## Assigned task A
Summarize the Gvnr description in two sentences.
## Assigned task B
Write out the Gvnr description word for word, everything from "2. The spend" down to "each LLM request.".

## Study text

Gvnr is the hosted alternative: an external authority your agent checks before it spends. Your agent asks "am I clear to make this call?" and acts on the answer.


How it works

Gvnr is not an LLM proxy — your tokens never pass through it, and you pay your model provider directly. Gvnr governs the decision to spend, in two independent meters:

1. The governance-operation quota — what you buy from Gvnr. Your account holds a balance of governance operations (operations_remaining). One budget_clear burns one op. You top this up with USDC; it's decoupled from your LLM spend. get_balance reports it.

2. The spend envelope — a USD cap you set, per agent. set_envelope(agent_id, limit_usd, window) gives an agent a daily or per-session USD ceiling. Gvnr tracks estimated spend against it and denies once it's exceeded — this is the runaway guardrail. No dollars move; it's an accounting limit you control.

A budget_clear is approved only when both hold: the account has ops left in the quota, and the agent is under its envelope. The loop:

  1. Your agent calls budget_clear(agent_id, model, estimated_tokens) before each LLM request.

## Given records
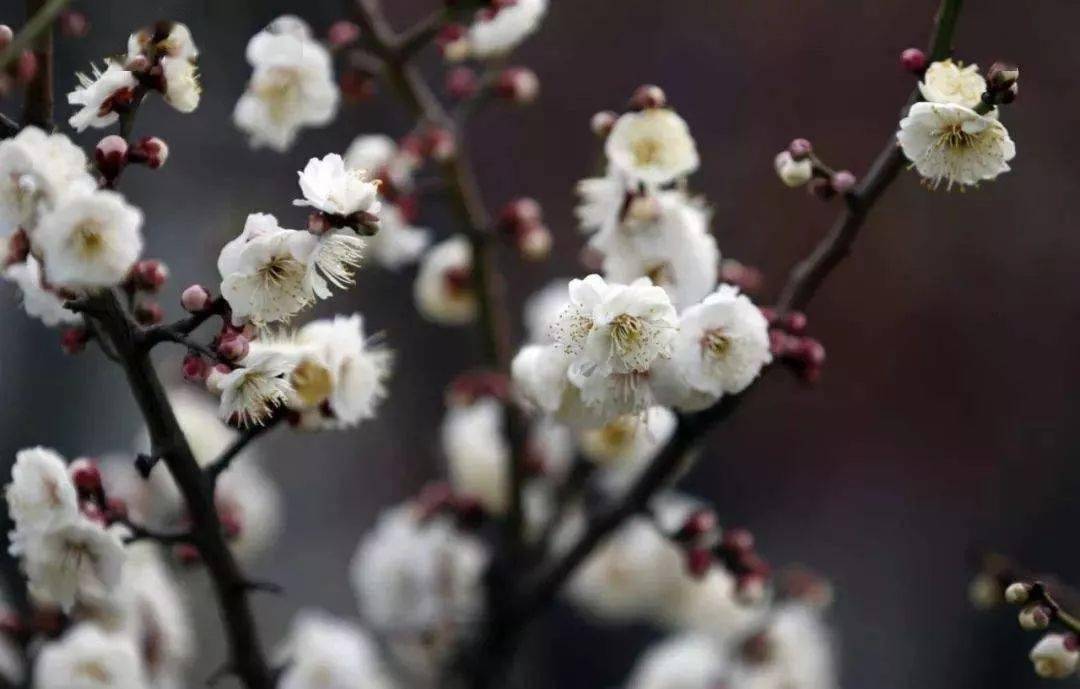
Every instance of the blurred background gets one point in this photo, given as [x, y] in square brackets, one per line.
[944, 421]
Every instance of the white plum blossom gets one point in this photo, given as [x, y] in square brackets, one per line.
[95, 93]
[331, 187]
[652, 147]
[443, 289]
[338, 378]
[497, 32]
[476, 451]
[266, 272]
[292, 85]
[720, 348]
[946, 81]
[90, 241]
[40, 496]
[36, 170]
[418, 575]
[326, 652]
[1055, 657]
[89, 658]
[954, 145]
[81, 559]
[38, 301]
[252, 392]
[689, 661]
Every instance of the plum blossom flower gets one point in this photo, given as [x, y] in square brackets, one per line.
[500, 31]
[97, 95]
[652, 146]
[443, 289]
[90, 241]
[292, 85]
[88, 657]
[326, 652]
[721, 346]
[39, 301]
[946, 81]
[954, 145]
[331, 187]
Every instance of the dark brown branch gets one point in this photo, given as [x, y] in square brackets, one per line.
[169, 443]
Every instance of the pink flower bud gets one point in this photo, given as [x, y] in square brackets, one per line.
[233, 348]
[342, 34]
[517, 84]
[914, 61]
[194, 299]
[648, 96]
[110, 156]
[462, 83]
[602, 123]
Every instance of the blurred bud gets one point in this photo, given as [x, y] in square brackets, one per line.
[462, 83]
[110, 156]
[517, 84]
[73, 339]
[914, 61]
[149, 312]
[794, 173]
[342, 34]
[149, 274]
[1035, 617]
[602, 123]
[1017, 593]
[194, 299]
[842, 181]
[233, 348]
[648, 96]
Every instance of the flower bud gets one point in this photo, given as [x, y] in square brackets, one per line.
[602, 123]
[462, 83]
[1017, 593]
[517, 84]
[1035, 617]
[842, 181]
[151, 151]
[914, 61]
[233, 348]
[1055, 656]
[150, 274]
[648, 96]
[149, 312]
[110, 156]
[73, 339]
[342, 34]
[793, 173]
[194, 299]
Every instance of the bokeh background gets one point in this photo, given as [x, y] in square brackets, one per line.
[946, 419]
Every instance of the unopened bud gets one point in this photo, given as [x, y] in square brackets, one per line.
[194, 299]
[1017, 593]
[110, 156]
[648, 96]
[462, 83]
[914, 61]
[602, 123]
[517, 84]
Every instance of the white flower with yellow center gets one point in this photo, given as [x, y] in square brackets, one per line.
[89, 658]
[268, 272]
[653, 147]
[954, 145]
[946, 81]
[251, 393]
[95, 94]
[81, 559]
[292, 85]
[90, 241]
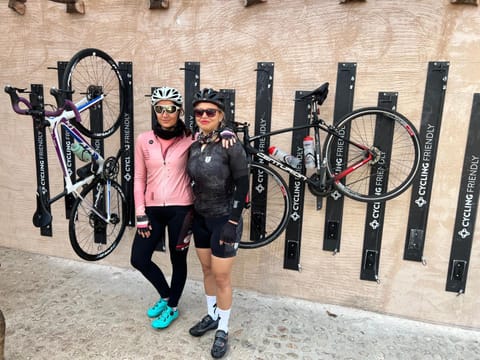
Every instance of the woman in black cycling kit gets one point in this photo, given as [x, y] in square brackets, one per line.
[220, 185]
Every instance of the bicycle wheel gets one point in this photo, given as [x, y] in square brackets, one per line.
[90, 73]
[393, 141]
[91, 236]
[267, 209]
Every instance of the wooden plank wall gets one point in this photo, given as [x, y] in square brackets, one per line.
[391, 42]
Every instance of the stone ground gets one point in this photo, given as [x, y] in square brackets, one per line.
[64, 309]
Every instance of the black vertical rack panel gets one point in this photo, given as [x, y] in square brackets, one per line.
[229, 100]
[466, 207]
[293, 232]
[263, 118]
[41, 158]
[96, 123]
[192, 85]
[67, 141]
[372, 240]
[434, 99]
[127, 141]
[343, 105]
[153, 117]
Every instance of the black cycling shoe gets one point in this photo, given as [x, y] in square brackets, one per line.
[220, 345]
[204, 325]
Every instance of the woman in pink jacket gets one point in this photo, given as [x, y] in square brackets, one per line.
[163, 199]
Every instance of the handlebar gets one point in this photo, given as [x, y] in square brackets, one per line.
[17, 100]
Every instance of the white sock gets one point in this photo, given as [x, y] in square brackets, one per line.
[224, 317]
[212, 306]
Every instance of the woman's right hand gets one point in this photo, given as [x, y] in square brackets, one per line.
[143, 226]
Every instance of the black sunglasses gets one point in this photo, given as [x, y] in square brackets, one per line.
[159, 109]
[209, 112]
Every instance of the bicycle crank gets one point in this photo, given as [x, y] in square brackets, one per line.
[110, 168]
[317, 188]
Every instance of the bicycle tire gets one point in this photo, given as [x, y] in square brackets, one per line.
[92, 238]
[88, 72]
[395, 168]
[268, 208]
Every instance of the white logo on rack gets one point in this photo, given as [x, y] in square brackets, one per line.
[464, 233]
[420, 201]
[374, 224]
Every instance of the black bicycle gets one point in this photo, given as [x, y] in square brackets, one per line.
[371, 155]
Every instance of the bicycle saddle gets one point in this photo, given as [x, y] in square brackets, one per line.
[319, 94]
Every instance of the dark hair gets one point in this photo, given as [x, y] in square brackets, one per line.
[211, 96]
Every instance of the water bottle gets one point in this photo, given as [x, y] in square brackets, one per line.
[80, 152]
[309, 152]
[283, 156]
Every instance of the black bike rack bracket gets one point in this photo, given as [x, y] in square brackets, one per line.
[293, 232]
[346, 75]
[192, 85]
[263, 121]
[229, 100]
[372, 239]
[466, 206]
[422, 184]
[67, 142]
[127, 141]
[41, 158]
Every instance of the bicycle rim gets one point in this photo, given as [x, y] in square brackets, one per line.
[392, 138]
[267, 209]
[91, 237]
[88, 73]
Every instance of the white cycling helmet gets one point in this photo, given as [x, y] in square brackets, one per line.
[167, 93]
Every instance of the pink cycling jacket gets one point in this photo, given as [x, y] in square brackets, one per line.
[160, 172]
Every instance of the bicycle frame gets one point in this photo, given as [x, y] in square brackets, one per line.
[55, 120]
[63, 120]
[318, 125]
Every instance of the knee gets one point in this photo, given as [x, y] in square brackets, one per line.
[223, 280]
[137, 262]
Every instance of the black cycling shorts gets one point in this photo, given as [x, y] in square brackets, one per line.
[207, 232]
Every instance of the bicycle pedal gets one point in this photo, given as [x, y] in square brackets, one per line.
[84, 171]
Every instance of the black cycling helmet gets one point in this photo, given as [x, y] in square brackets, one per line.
[211, 96]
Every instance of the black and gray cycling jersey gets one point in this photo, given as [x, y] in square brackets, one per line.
[214, 172]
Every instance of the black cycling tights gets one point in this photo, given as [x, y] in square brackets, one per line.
[143, 249]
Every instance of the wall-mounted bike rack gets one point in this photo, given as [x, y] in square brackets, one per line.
[263, 120]
[192, 85]
[372, 239]
[41, 158]
[466, 206]
[434, 99]
[346, 76]
[126, 138]
[293, 232]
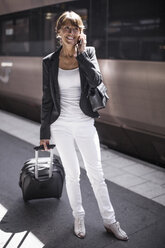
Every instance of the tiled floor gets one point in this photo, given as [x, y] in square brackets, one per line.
[138, 176]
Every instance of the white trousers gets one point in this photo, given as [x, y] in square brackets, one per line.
[64, 135]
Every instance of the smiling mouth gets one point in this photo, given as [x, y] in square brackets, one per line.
[70, 38]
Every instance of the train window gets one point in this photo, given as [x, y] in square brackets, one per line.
[135, 30]
[15, 36]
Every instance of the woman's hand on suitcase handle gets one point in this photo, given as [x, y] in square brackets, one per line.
[45, 142]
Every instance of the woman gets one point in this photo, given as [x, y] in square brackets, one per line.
[67, 117]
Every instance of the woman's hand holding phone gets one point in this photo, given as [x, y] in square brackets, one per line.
[81, 44]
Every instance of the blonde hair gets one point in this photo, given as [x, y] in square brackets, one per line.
[72, 17]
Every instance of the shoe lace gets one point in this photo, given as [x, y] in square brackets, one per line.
[80, 224]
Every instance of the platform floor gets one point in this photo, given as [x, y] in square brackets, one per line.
[48, 223]
[134, 174]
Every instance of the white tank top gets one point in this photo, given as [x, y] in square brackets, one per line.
[70, 92]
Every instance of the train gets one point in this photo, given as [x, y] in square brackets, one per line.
[129, 38]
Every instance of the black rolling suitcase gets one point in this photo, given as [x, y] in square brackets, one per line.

## Written response A
Gvnr is a hosted external authority that an agent checks before it spends, and it governs the decision to spend without acting as an LLM proxy. A budget_clear call is approved only when the account still has governance operations left in its quota, which is topped up with USDC, and the agent is under the per-agent USD spend envelope set with set_envelope.

## Written response B
2. The spend envelope — a USD cap you set, per agent. set_envelope(agent_id, limit_usd, window) gives an agent a daily or per-session USD ceiling. Gvnr tracks estimated spend against it and denies once it's exceeded — this is the runaway guardrail. No dollars move; it's an accounting limit you control.

A budget_clear is approved only when both hold: the account has ops left in the quota, and the agent is under its envelope. The loop:

  1. Your agent calls budget_clear(agent_id, model, estimated_tokens) before each LLM request.